Web Tracking Techniques

woopra

Web tracking technologies are used to collect, store and connect user web browsing behavior records. The information gained thereby is of interest to various parties.Major motivations for web tracking are:

    • Advertisement companies
    • Law enforcement and intelligence agencies
    • Usability tests of web applications
    • Web analytics

Web analytics

The web analytics field is concerned with the measurement and interpretation of web site usage data. A variety of information is potentially of interest to web site operators, such as:

    • The number of visitors over time
    • How visitors find out about the web site
    • The effectiveness of marketing campaigns
    • The geographical location of visitors
    • Company identification
    • Technical details

Web analytics software can be self-hosted, but more commonly third-party services, such as Google Analytics, are used. The collected data can usually be presented visually.

Usability Tests

Tracking technology can also be handy for usability evaluations of web applications, to help guide decisions in their design and development process. With JavaScript, it is possible to capture detailed records of user mouse and keyboard input. Thus, the interaction with web sites can be analyzed in detail.

Web Tracking technologies and concepts

A . Clickstream analysis

Clickstream is a recording of the actions performed by a user on a web site. Clickstream analysis deals with the collection and evaluation of this kind of data. Clickstream data to check where visitors enter the web application and then tracks their progress towards a certain predefined goal, such as the subscription to a newsletter or the completion of a purchase. This allows webmasters to see where in the process potential customers are lost. Clickstream data has also been used, for example, to predict whether a user is likely to submit an order on an e-commerce web site  and to evaluate the effectiveness of banner advertising.

▸ **AVAILABLE DATA**:

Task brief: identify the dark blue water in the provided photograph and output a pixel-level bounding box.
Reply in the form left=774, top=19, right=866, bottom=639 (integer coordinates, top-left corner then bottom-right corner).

▸ **THE TASK**:
In the web tracking text, what third-party service is named as an example of web analytics software?

▸ **OUTPUT FOR THIS EXERCISE**:
Google Analytics